• **DATA SHOWN**
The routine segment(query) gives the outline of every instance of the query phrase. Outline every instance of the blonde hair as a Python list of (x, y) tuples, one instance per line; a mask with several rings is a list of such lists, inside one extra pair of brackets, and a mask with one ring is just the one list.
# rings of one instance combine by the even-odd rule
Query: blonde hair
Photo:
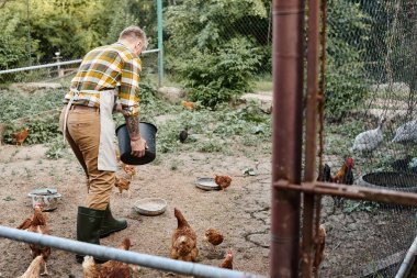
[(122, 40), (133, 41), (137, 38), (144, 42), (144, 49), (146, 49), (148, 46), (148, 40), (146, 37), (145, 31), (143, 31), (140, 27), (135, 26), (135, 25), (125, 27), (119, 35), (119, 41), (122, 41)]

• **JOB**
Rewrite all of the material above, requests included, adding 51 to every x and y coordinate in the answers. Leave the pictures out.

• **EXERCISE RESPONSE**
The routine segment(query) gives the outline of every instance of the query phrase. Outline every instance of the blonde hair as a Python list of (x, y) tuples, one instance per line; a mask with several rings is a list of such lists, inside one extra pair of brackets, and a mask with one ring is just the one list.
# rings of one instance combine by the even-odd rule
Query: blonde hair
Photo:
[(173, 91), (184, 92), (188, 89), (195, 93), (195, 100), (197, 100), (199, 97), (199, 91), (197, 88), (196, 82), (194, 82), (191, 78), (186, 77), (186, 76), (176, 78), (170, 86), (170, 92), (173, 92)]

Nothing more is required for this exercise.